Point localization data ->
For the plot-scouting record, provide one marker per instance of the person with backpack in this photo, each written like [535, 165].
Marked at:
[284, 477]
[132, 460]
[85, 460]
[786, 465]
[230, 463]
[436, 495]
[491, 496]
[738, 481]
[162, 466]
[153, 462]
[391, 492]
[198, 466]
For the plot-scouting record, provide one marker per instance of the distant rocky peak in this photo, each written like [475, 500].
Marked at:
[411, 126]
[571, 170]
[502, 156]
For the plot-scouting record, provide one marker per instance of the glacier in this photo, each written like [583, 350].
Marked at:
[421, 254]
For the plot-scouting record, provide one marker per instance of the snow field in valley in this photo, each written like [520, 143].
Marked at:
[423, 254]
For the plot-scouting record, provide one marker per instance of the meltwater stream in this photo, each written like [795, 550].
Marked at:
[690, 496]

YOUR TASK ->
Word for word, reproduce every record shown above.

SOLUTION FOR THIS EXERCISE ->
For the plot-scouting record, provide one marker per instance of the person with backpack in this photo, each written like [535, 165].
Marked at:
[284, 477]
[132, 460]
[85, 460]
[786, 465]
[230, 463]
[436, 495]
[491, 496]
[738, 481]
[162, 466]
[153, 462]
[391, 492]
[198, 466]
For the plot-scouting record, provide one marker per instance of the distant rocky peak in this photo, each written like [475, 500].
Marked at:
[411, 126]
[571, 170]
[502, 156]
For the plot-scouting record, provide one marker per instance of the glacier in this photo, each written like [583, 350].
Marked at:
[421, 254]
For the plot-scouting record, provide one marker per instance of the snow field in valley in this photo, each written like [520, 143].
Marked at:
[423, 254]
For the plot-scouting record, provide one marker per instance of the meltwater stream in this photo, each written like [795, 550].
Marked at:
[690, 496]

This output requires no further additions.